Le commandant Borge était le seul des
fondateurs du Front sandiniste - créé en 1961-- à avoir survécu à
l'insurrection lancée par le mouvement de guérilla en 1979 contre la dynastie
dictatoriale des Somoza, qui a gouverné pendant 45 ans le Nicaragua.
En 1974, le FSLN avait
organisé une prise d’otage qui avait été aussitôt étouffée par les mesures
adoptées par Somoza, le dictateur de l’époque. Ce dernier établira l’état de
siège et pratiquera une politique de répression sanglante sur la population. La
dictature somoziste entreprendra un nettoyage systématique des montagnes du
Nord du pays. Plus de 3 000 paysans seront tués et le travail
d’organisation des masses effectué par le FSLN sera disloqué.
En 1975, en pleine crise, Le FSLN éclate en 3
tendances :
1. La tendance prolétarienne : La
moins nombreuse des trois partis. Elle se lancera dans un travail
d’organisation des ouvriers Nicaraguayens.
2. La tendance guerre populaire prolongée :
Héritière légitime de l’organisation créée en 1961, elle veut le renforcement
de l’appareil militaire.
3. La tendance insurrectionnelle :
Elle est majoritaire. Pour elle, la priorité est de renverser la dictature,
même si, pour ce faire, une alliance avec certains secteurs de la bourgeoisie
est nécessaire.
Borge
est alors en prison et a été atrocement torturé par les gardes nationaux
somozistes.
Le 22 août 1978, un
commando de 23 militants sandinistes dirigés par le commandant Eden Pastora
s'empare du palais national de Managua et de 1500 otages, dont la moitié sont
des membres de l'Assemblée législative ou des hauts fonctionnaires du
Nicaragua. Ce coup d'éclat fait instantanément de Pastora un héros national.
Grâce
à l'intervention de l'évêque de Managua, Mgr Miguel Obando y Bravo, Somoza cède
aux demandes des sandinistes : versement d'une rançon de $500 000,
libération de 59 prisonniers politiques (dont Thomas Borge) et diffusion
publique d'un appel à l'insurrection générale.
Lors de la libération des
prisonniers, le cortège est applaudi par des milliers de personnes. Planifié
avant le lancement d'une grève générale lancée par le Front national
d'opposition, cette opération constitue un tournant pour les rebelles
puisqu'elle bloque un éventuel coup d'État de la garde nationale, établissant
une junte militaire et civile qui barrerait la route aux Sandinistes.

VOS TÂCHES:
(A) Résumez sous forme de liste le paragraphe du texte sur le Front sandiniste qui commence par « En 1974, le FSLN avait », en conservant ses faits principaux.
(B) Indiquez si chacune des affirmations suivantes concorde avec le texte sur le Front sandiniste, en répondant par oui ou par non et en citant les mots décisifs : (i) la tendance insurrectionnelle était la moins nombreuse des trois ; (ii) le commando qui s'empare du palais national compte 23 militants ; (iii) Somoza accepte de libérer 59 prisonniers politiques, dont Borge.
(C) Rédigez la suite du texte sur le Front sandiniste, à partir de sa dernière phrase.
Aucune des lignes de données n'est nécessaire pour ce travail.

DONNÉES EXTRAITES:
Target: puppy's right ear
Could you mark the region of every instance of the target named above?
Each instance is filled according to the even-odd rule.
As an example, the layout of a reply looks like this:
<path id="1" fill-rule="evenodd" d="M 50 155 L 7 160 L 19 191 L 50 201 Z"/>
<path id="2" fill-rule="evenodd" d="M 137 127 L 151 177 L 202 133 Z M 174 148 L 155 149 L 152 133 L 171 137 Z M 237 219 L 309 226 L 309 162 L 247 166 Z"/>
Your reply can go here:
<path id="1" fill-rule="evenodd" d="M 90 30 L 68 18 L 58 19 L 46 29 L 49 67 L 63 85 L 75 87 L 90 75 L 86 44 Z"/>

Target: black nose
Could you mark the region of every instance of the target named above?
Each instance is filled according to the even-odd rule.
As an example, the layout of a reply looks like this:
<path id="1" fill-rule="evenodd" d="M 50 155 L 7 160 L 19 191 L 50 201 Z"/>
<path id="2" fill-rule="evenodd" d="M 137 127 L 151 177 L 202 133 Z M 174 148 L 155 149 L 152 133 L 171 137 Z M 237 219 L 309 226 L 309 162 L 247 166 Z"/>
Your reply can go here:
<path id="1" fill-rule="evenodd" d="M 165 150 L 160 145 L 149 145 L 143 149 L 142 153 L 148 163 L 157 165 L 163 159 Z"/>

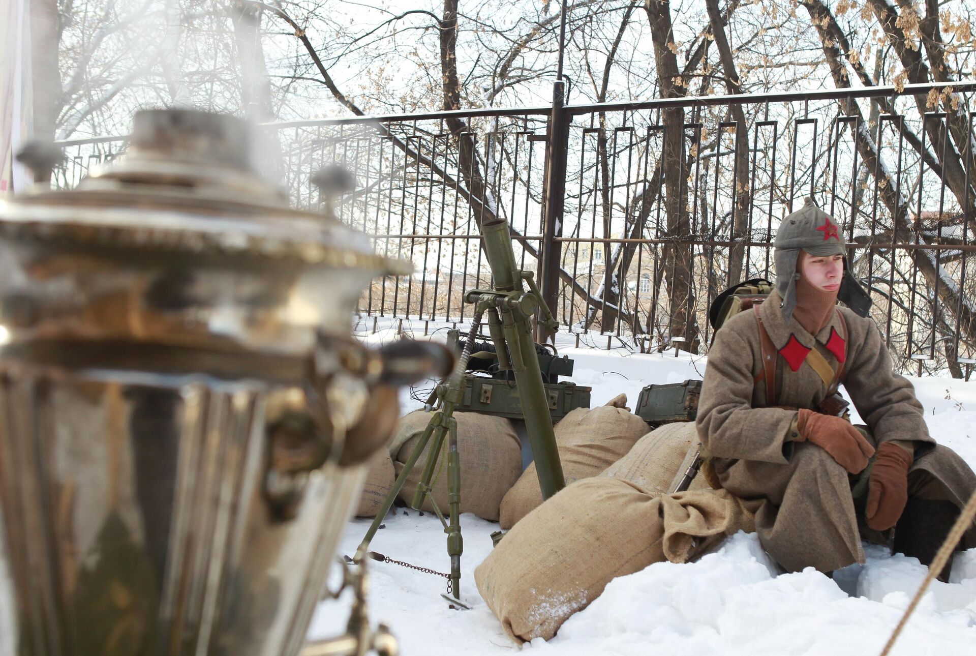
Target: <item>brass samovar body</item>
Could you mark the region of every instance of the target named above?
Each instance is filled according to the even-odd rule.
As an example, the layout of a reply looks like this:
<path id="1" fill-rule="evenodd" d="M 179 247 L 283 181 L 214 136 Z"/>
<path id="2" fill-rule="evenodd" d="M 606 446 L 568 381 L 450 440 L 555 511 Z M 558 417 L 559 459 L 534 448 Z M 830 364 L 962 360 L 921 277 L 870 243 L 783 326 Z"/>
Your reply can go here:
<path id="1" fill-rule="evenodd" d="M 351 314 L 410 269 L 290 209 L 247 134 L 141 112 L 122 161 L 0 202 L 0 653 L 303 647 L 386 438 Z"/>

* * *

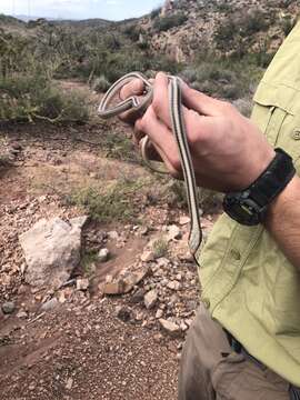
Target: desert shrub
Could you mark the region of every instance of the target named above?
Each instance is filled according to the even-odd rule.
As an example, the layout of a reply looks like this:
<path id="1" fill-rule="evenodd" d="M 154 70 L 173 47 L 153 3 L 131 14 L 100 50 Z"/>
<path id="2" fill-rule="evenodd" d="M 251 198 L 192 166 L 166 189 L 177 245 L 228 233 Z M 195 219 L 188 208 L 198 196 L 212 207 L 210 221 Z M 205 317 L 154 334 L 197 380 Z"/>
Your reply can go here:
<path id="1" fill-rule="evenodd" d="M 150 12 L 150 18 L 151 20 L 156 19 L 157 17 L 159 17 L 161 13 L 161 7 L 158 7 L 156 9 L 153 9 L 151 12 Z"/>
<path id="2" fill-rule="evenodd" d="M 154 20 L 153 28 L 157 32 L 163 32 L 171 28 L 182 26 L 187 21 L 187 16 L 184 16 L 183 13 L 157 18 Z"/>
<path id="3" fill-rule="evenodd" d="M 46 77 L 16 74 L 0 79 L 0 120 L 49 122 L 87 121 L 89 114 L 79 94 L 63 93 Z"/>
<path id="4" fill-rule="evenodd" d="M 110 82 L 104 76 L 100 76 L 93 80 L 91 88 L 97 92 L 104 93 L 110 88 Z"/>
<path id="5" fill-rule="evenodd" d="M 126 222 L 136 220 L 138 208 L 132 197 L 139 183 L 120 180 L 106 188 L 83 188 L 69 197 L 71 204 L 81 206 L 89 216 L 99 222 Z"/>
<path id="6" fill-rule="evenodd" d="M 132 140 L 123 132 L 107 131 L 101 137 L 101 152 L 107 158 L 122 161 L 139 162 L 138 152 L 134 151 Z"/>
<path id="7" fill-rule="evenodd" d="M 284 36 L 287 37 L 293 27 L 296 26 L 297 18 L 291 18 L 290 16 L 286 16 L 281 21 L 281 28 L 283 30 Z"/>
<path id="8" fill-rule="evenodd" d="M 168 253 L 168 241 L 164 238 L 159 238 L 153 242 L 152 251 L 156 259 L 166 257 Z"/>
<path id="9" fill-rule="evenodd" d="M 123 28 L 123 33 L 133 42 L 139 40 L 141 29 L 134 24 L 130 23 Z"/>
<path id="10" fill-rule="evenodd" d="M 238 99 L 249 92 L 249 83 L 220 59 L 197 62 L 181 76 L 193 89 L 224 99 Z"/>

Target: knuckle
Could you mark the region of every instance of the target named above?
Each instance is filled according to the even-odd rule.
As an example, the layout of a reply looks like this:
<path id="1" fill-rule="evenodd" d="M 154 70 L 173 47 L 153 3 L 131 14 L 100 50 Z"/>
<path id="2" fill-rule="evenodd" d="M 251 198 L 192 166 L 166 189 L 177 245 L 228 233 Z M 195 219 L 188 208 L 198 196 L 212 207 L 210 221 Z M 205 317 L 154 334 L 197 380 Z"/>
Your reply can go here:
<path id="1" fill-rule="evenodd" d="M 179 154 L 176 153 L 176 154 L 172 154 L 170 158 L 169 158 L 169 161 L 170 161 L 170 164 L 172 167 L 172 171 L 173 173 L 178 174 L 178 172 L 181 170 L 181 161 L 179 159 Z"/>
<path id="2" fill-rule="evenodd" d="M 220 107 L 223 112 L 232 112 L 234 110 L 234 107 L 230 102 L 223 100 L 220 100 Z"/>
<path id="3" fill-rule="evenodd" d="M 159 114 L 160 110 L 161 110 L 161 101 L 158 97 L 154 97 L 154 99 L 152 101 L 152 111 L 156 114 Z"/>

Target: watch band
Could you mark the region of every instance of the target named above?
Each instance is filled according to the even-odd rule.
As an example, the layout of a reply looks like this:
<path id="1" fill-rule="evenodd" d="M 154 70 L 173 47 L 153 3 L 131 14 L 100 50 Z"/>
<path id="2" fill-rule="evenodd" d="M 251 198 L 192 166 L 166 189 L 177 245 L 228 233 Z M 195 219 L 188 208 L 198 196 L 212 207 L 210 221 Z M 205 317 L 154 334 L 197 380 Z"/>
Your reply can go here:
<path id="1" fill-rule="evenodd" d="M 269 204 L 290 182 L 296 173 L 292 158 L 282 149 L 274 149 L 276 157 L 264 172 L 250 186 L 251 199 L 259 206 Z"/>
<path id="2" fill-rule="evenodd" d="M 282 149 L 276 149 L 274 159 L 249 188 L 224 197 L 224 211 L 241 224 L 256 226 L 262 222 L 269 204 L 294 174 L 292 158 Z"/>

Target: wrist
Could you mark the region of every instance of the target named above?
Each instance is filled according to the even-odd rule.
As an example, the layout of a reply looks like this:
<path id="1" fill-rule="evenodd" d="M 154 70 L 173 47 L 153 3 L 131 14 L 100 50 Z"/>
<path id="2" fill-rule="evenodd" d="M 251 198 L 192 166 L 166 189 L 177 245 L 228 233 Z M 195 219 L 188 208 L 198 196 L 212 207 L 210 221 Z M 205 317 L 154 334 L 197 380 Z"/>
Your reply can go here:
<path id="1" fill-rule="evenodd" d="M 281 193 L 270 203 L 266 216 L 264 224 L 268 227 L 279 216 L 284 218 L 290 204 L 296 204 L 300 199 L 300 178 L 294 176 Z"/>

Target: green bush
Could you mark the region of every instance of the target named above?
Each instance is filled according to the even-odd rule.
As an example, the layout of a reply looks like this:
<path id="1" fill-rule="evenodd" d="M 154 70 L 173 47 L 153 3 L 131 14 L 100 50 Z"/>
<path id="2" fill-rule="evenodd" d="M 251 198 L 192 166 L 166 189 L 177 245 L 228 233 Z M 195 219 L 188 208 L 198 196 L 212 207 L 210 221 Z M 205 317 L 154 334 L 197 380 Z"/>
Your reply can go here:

RÉPONSES RÉDIGÉES:
(A)
- En 1974, le FSLN organise une prise d'otage, aussitôt étouffée par les mesures de Somoza.
- Somoza établit l'état de siège et mène une répression sanglante contre la population.
- La dictature procède à un nettoyage systématique des montagnes du Nord, où plus de 3 000 paysans sont tués.
- Le travail d'organisation des masses mené par le FSLN est disloqué.

(B)
(i) Non : « Elle est majoritaire. »
(ii) Oui : « un commando de 23 militants sandinistes »
(iii) Oui : « libération de 59 prisonniers politiques (dont Thomas Borge) »

(C)
L'opposition en sort galvanisée et le gouvernement, appuyé par les États-Unis affaibli.
Humilié, Somoza remplace plusieurs officiers pour empêcher un coup d'État.
Durant la guerre civile qui suit, Pastora, qui commande le front sud,
jouera un rôle clé en affrontant les meilleures troupes somozistes.
- En août 1978, un commando Sandiniste dirigé par
Eden Pastora s’empare du palais national et obtient la libération de
prisonniers politiques dont Tomas Borge, dernier survivant des fondateurs du
mouvement.
- Borge œuvrera à la
réunification des trois tendances du mouvement sandiniste. Après la chute
de Somoza, il fut un redouté ministre de l'Intérieur pendant les 10 ans du
premier gouvernement sandiniste (1979-1990). C'est lui qui avait déclaré
lorsque les Sandinistes avaient renversé le dictateur Somoza :
"L'aube a cessé d'être une tentation, el amanecer dejà de ser una
tentaciòn" avant d'ajouter "Notre vengeance sera notre pardon".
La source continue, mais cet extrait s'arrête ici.